Resume the passage below on tackling complex social challenges, writing on from its last sentence.

• Source document:
____
These characteristics are neither arbitrary nor convenient. Getting really diverse groups of people to simply step into a room together is hard, let alone trying to get them to act together. Taking an experimental approach requires not only discipline but also a degree of stability and commitment rare in a project-obsessed world. Addressing the root causes of challenges eschews easy and popular political wins in favor of longer time frames and greater uncertainty.
However each of these characteristics is deeply necessary. Laboratories produce conclusions gained through trial and error, workshops where many stakeholders shared their most agonizing and difficult challenges, integrity and honesty – they are not what we want solutions to look like, but what they actually look like when effective. Any intervention aiming to address social challenges that do not have these three characteristics “baked in” will be ineffective.
Our most ferocious challenge today is to avoid the reactionary tendency to go to war with our problems. The attractions of war, however, are that they’re glorious and heroic. War brings out something terrible and human within us, and we are drawn to it as a way out of having to focus on ourselves and our failures. The call to arms in the name of justice is most dangerous and seductive. From the Crusades to the war in Iraq, wars have been fought under the banner of a higher calling.
____
• Stored records:
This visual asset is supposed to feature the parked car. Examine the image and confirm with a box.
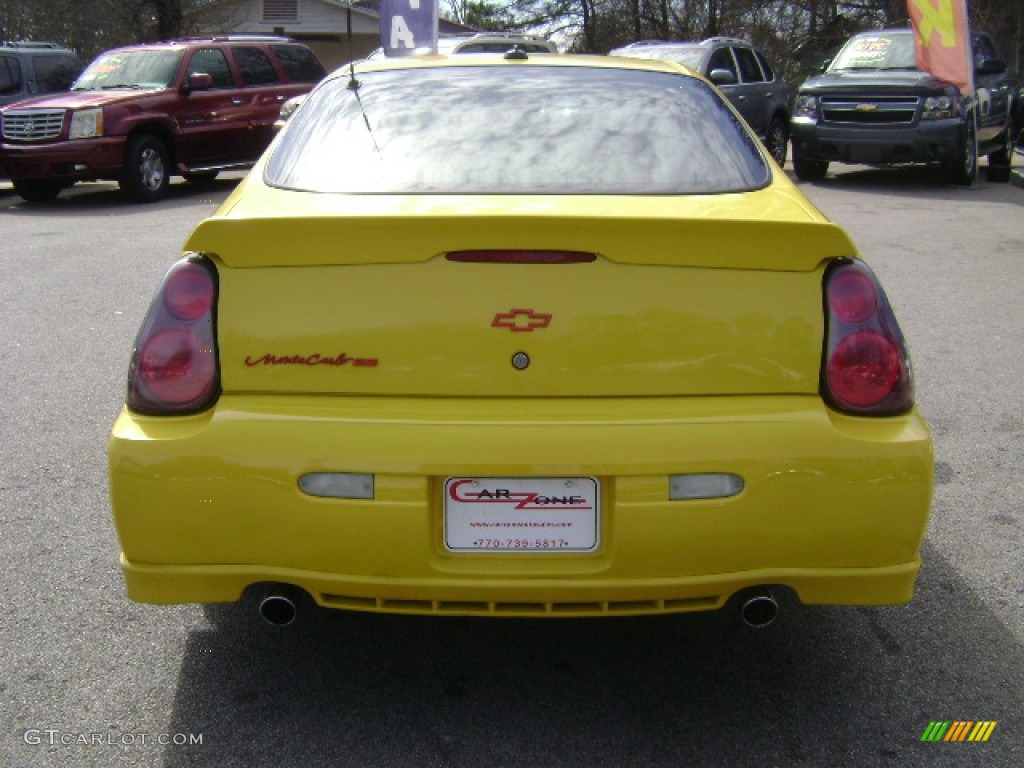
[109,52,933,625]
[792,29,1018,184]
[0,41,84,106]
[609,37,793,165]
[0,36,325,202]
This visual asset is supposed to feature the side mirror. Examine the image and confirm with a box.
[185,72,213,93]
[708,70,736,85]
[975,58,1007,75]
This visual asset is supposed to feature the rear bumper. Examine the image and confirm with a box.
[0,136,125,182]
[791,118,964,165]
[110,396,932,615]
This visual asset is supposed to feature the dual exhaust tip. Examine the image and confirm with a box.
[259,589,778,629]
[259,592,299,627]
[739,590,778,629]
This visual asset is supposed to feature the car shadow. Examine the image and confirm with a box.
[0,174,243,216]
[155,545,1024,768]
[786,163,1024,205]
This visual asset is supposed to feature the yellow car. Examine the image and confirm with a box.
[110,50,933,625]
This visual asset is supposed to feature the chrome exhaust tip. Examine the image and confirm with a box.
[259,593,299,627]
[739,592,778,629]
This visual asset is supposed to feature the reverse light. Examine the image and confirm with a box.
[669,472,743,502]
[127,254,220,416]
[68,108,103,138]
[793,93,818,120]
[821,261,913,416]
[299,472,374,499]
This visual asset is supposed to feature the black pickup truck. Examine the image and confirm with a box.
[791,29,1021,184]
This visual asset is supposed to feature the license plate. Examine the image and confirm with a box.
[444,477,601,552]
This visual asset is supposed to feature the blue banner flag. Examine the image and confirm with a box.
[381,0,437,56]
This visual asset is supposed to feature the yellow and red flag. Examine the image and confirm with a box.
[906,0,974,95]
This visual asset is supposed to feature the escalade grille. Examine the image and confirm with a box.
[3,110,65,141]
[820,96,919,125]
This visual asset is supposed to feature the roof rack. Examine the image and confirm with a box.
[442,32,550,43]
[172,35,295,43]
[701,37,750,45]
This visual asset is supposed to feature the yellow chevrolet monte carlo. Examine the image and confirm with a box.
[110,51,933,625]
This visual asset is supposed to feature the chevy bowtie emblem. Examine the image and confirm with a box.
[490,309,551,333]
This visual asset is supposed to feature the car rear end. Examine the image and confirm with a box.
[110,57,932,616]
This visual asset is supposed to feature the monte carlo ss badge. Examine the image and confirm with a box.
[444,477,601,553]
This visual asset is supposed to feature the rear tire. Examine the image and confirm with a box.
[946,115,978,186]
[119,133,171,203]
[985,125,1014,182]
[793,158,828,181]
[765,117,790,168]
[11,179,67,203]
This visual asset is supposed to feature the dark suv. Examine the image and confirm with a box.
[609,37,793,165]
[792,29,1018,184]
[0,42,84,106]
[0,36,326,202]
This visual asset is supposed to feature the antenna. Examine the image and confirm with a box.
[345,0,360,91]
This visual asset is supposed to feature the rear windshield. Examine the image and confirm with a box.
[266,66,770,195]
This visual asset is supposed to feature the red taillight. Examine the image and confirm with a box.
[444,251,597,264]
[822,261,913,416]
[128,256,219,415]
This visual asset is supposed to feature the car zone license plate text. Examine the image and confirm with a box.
____
• Answer:
As our social challenges become more serious, we will find ourselves subject to new siren songs and the voices of new prophets calling us to fight new crusades.
Social labs represent the constitution of a new sphere of activity, a new space. The gathering together of people within this space represents the beginning of what can be thought of as an armistice, a suspension of the battle of the parts versus the whole. People come together, recognizing the truth that the cost of war is too high and that there is another way. Social labs are a place and way to explore the new future by iteratively creating it.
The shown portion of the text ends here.